Stored data
BEGIN

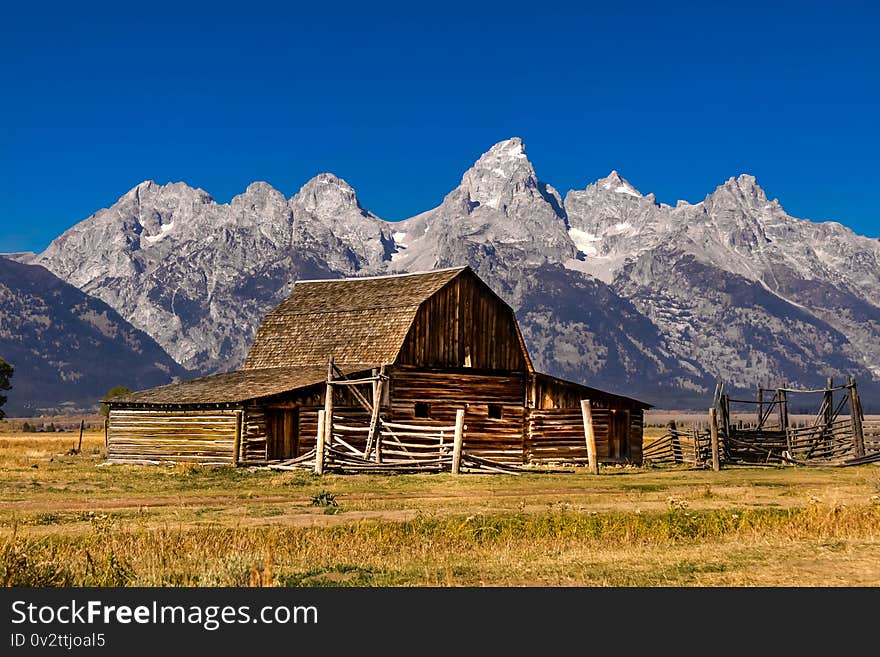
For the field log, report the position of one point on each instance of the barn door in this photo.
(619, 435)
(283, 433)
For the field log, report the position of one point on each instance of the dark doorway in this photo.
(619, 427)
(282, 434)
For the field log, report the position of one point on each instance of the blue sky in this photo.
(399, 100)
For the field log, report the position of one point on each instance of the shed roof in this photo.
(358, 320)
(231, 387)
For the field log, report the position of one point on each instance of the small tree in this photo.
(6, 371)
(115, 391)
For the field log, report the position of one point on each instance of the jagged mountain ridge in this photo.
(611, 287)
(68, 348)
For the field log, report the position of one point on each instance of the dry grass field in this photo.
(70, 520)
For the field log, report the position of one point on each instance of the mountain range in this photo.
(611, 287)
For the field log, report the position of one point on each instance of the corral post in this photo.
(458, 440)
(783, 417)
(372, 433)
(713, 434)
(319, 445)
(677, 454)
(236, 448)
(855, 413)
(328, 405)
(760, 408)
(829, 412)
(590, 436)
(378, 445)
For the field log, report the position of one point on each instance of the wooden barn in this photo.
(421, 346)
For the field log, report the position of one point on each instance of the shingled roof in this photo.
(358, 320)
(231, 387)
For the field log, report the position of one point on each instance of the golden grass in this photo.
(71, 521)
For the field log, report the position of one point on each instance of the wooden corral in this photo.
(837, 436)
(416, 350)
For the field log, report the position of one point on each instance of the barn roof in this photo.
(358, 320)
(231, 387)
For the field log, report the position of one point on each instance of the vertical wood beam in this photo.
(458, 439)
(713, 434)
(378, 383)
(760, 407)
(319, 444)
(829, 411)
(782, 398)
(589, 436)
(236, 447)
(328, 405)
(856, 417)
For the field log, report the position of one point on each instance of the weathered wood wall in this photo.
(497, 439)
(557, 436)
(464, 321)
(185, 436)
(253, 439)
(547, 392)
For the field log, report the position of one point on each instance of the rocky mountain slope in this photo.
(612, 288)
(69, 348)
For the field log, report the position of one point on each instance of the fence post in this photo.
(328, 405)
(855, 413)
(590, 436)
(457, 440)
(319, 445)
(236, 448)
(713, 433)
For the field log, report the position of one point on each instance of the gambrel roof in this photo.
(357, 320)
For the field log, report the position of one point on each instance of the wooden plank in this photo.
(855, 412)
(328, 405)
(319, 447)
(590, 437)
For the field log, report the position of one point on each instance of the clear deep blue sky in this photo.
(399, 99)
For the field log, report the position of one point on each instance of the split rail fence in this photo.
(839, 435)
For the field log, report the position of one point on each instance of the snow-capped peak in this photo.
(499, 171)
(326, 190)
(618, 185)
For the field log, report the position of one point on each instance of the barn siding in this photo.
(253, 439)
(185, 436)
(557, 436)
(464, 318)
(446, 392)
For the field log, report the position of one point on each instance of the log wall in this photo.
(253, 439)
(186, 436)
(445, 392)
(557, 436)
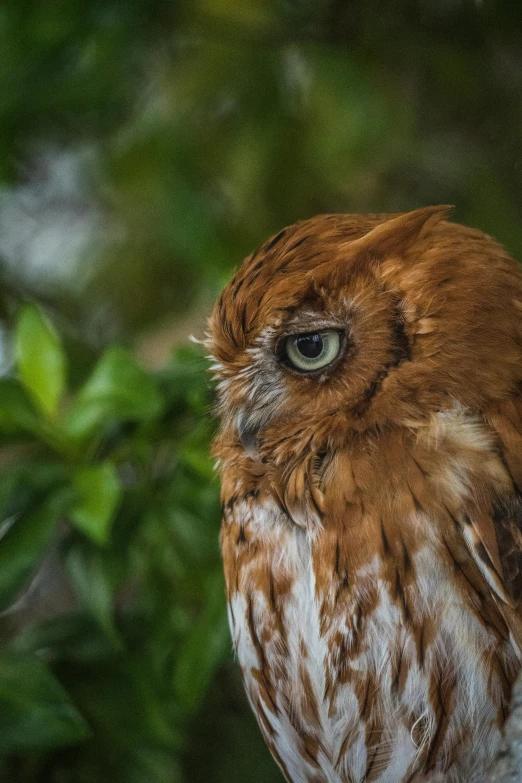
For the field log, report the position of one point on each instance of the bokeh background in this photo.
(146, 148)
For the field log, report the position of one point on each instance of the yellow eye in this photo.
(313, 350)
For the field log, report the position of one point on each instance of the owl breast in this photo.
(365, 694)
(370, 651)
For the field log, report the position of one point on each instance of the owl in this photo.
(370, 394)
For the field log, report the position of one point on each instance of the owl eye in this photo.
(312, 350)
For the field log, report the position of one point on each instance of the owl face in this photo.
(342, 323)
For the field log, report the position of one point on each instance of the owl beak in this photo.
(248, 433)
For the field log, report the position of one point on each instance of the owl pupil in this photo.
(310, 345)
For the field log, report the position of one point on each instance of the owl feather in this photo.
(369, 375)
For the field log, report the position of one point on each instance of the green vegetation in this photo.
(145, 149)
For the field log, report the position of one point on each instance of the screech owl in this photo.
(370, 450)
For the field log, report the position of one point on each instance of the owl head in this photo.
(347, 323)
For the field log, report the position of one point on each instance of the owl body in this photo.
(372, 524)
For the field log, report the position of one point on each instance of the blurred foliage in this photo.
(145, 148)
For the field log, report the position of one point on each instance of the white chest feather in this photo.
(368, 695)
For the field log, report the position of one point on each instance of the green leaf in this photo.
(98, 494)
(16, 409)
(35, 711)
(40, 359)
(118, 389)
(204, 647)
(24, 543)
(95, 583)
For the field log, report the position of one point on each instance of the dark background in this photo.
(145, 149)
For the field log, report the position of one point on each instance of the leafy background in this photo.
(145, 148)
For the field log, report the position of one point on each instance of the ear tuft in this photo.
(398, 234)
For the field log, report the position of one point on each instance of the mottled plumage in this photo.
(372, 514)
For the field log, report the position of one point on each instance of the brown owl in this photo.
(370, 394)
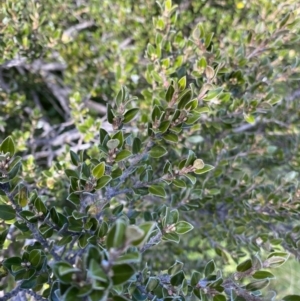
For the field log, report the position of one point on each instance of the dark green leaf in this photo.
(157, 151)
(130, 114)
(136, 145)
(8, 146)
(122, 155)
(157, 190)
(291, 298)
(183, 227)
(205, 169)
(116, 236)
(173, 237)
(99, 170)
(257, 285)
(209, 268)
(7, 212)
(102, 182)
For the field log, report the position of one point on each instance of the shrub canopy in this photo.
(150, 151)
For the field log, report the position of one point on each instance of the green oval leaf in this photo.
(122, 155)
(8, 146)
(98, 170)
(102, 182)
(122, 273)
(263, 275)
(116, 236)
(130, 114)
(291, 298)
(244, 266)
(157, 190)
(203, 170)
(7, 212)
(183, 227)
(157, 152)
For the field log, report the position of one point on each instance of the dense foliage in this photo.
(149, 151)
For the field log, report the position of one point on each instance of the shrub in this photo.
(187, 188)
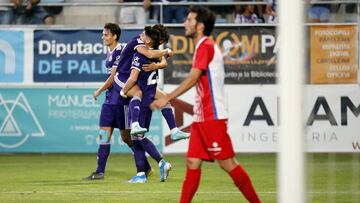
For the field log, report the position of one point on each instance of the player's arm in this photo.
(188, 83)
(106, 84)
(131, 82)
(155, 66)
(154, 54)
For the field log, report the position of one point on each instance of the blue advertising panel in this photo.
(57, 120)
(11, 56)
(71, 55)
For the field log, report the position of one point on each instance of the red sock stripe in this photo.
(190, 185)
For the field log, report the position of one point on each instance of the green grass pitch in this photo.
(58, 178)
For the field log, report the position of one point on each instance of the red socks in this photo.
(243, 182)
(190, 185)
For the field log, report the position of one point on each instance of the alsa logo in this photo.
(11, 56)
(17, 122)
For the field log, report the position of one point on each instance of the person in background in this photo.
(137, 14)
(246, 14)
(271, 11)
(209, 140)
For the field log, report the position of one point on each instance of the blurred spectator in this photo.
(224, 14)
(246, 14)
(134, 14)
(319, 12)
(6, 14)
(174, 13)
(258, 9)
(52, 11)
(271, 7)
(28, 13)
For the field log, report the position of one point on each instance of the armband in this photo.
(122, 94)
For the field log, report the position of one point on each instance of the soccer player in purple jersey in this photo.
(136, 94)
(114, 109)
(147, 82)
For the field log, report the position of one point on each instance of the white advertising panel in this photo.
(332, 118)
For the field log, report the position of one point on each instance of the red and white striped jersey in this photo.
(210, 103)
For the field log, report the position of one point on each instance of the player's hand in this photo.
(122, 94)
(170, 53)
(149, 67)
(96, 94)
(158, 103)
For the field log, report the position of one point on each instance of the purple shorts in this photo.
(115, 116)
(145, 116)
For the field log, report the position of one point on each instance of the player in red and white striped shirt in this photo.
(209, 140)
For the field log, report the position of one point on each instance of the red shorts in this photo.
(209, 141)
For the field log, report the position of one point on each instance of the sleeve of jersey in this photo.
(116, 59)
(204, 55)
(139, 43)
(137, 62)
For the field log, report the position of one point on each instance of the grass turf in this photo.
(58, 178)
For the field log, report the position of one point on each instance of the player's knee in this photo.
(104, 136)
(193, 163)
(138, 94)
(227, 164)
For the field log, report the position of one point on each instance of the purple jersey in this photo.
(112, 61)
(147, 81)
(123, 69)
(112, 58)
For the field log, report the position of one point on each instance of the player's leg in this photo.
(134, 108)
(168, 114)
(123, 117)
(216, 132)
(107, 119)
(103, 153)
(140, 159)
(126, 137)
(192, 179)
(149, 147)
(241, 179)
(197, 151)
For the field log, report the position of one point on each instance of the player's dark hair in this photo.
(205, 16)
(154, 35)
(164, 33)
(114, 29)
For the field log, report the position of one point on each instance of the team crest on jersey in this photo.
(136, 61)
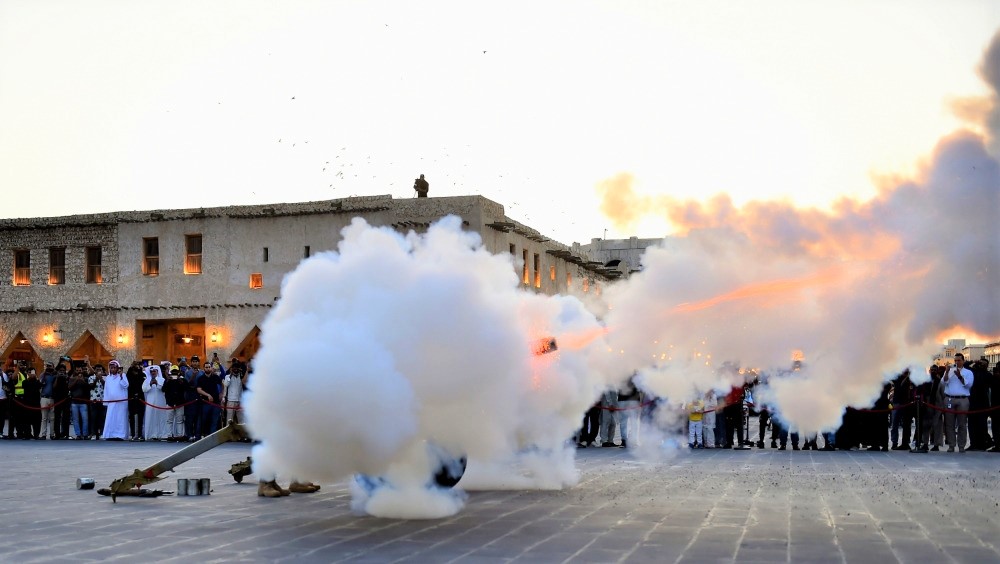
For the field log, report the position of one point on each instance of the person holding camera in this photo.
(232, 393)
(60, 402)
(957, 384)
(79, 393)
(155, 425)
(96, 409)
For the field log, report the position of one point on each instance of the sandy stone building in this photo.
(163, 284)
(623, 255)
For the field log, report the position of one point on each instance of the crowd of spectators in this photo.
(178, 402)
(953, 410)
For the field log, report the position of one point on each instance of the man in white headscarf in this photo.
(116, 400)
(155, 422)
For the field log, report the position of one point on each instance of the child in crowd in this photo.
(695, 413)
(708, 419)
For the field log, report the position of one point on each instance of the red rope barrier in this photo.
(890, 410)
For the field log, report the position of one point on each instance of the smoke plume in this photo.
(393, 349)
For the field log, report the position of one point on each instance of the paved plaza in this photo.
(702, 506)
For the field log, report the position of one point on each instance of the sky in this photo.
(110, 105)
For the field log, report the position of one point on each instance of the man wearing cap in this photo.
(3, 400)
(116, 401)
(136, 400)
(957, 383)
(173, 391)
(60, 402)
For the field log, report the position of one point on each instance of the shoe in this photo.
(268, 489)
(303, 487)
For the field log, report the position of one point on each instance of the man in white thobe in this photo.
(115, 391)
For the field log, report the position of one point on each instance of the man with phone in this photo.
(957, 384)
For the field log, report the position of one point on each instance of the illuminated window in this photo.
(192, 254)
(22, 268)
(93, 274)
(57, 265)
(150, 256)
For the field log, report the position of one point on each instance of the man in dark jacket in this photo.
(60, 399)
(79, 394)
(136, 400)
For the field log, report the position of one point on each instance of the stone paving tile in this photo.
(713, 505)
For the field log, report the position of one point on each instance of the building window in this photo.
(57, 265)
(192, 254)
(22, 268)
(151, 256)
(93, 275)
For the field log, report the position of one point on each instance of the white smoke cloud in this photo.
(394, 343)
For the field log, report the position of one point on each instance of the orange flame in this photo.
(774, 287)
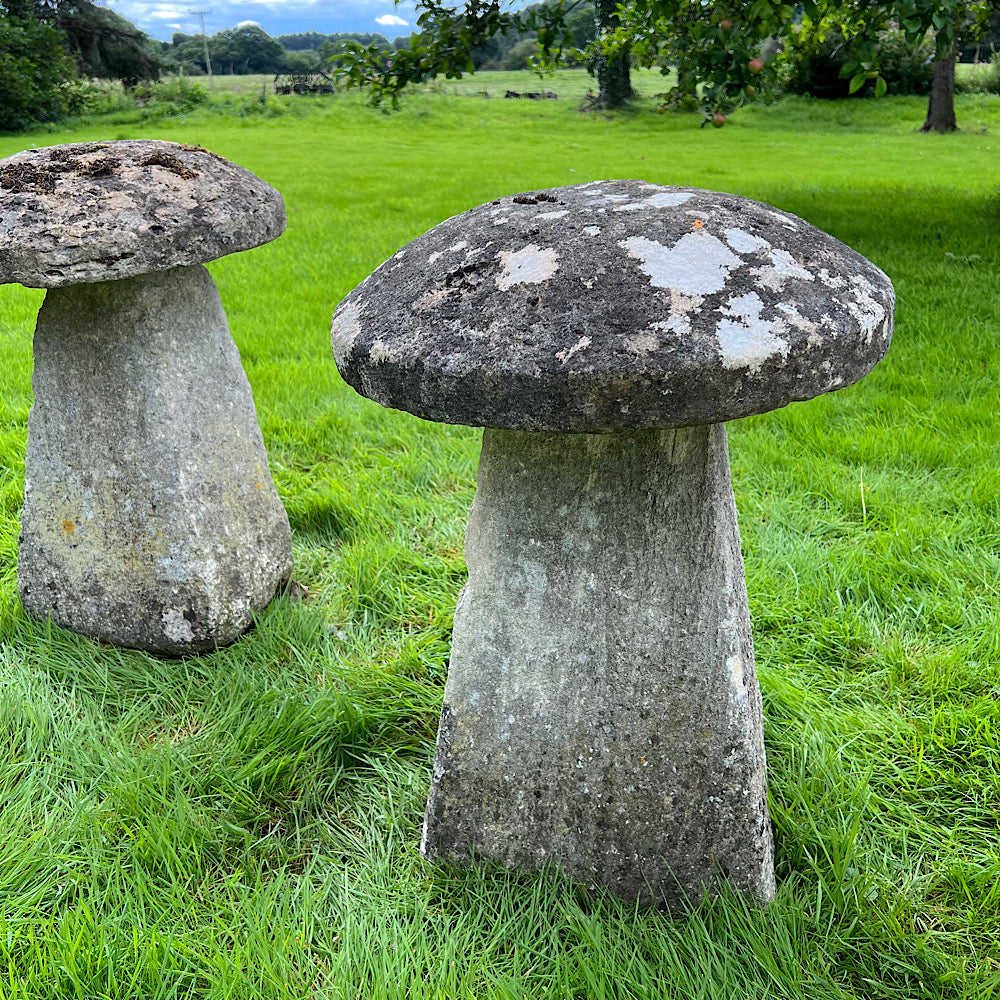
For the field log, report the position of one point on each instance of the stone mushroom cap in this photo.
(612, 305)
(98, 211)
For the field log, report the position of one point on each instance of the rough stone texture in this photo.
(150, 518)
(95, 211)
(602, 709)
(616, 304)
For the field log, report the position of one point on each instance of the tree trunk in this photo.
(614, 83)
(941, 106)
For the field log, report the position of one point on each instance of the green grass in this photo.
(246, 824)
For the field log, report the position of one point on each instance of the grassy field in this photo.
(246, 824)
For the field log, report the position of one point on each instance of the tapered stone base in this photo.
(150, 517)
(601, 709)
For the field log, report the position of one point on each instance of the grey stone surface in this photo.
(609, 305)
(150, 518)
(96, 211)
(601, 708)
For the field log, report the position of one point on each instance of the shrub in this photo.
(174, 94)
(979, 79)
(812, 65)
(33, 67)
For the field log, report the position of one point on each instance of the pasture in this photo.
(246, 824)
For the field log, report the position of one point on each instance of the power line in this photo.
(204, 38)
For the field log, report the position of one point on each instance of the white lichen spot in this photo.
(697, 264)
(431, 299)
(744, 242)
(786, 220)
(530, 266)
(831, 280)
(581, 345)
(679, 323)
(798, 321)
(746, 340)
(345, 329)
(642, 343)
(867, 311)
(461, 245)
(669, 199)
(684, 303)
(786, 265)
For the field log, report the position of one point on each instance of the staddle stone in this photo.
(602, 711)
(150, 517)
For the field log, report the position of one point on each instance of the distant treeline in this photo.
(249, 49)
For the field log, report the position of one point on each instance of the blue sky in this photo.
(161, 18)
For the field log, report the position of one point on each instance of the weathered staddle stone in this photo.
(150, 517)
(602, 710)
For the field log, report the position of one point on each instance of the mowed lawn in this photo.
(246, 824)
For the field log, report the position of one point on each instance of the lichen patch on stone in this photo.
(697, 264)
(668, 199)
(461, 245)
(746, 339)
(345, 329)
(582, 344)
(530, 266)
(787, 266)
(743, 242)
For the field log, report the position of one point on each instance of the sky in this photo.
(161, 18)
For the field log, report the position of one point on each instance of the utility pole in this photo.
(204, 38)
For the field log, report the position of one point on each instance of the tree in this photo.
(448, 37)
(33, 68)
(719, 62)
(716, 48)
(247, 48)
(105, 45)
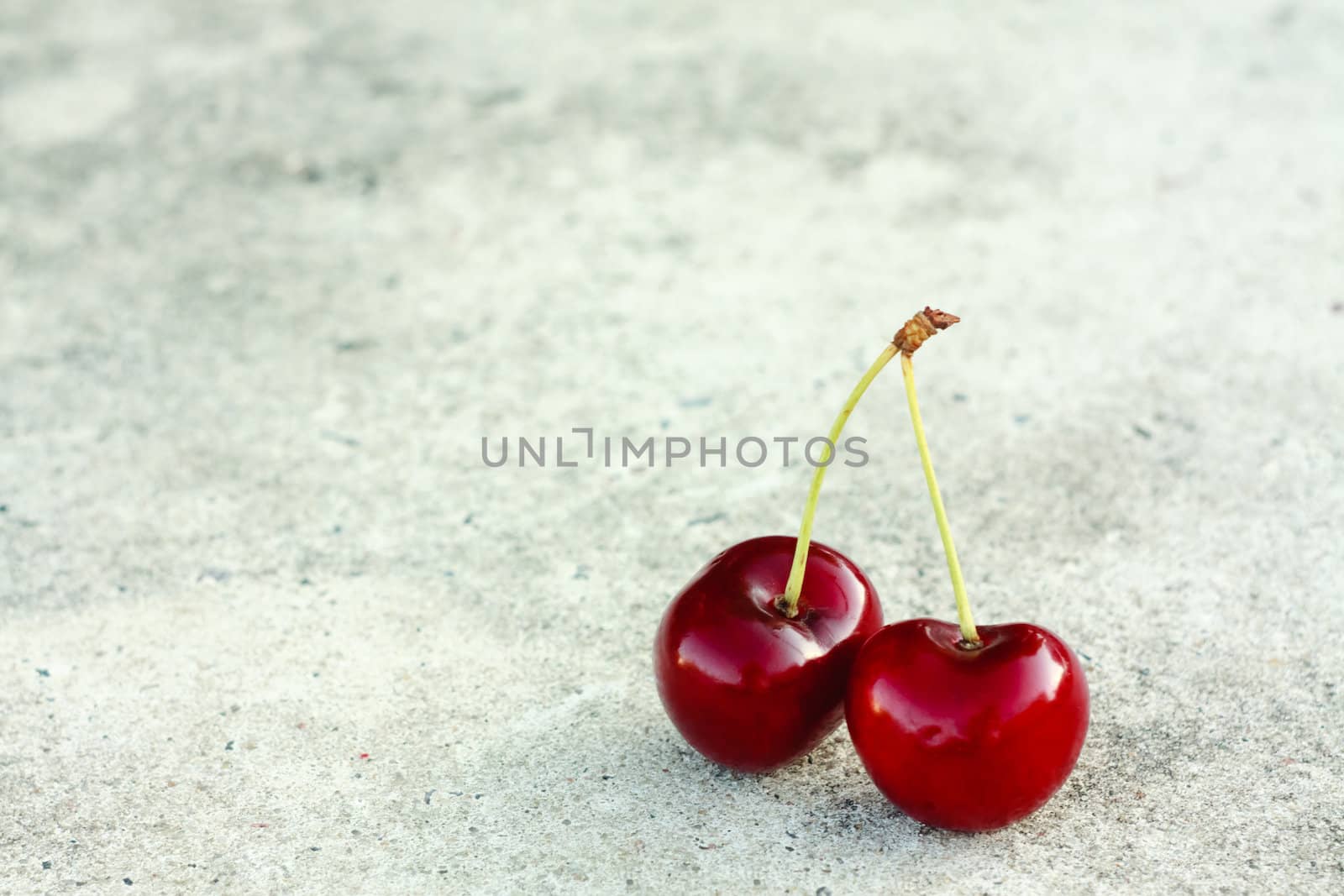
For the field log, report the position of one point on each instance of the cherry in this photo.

END

» **WHAT TO DO**
Give back, word for word, the lines from the line that contains "on stone in this photo." through the last line of the records, with no pictures and nothing else.

» **TASK OUTPUT**
For the field log, report the position of one point on each instance of the lichen patch on stone in this photo.
(697, 264)
(668, 199)
(461, 245)
(746, 339)
(345, 329)
(582, 344)
(530, 266)
(787, 266)
(743, 242)
For the field log, report the position of one point on each instance of the sky in this photo.
(161, 18)
For the field log, report the position of one point on each instance of the utility pole in this photo.
(204, 38)
For the field log, report the position of one point on each instance of the tree in this photo.
(448, 37)
(33, 68)
(719, 62)
(716, 48)
(247, 48)
(105, 45)
For the field log, report the position of one point on each instance of the cherry in this photo.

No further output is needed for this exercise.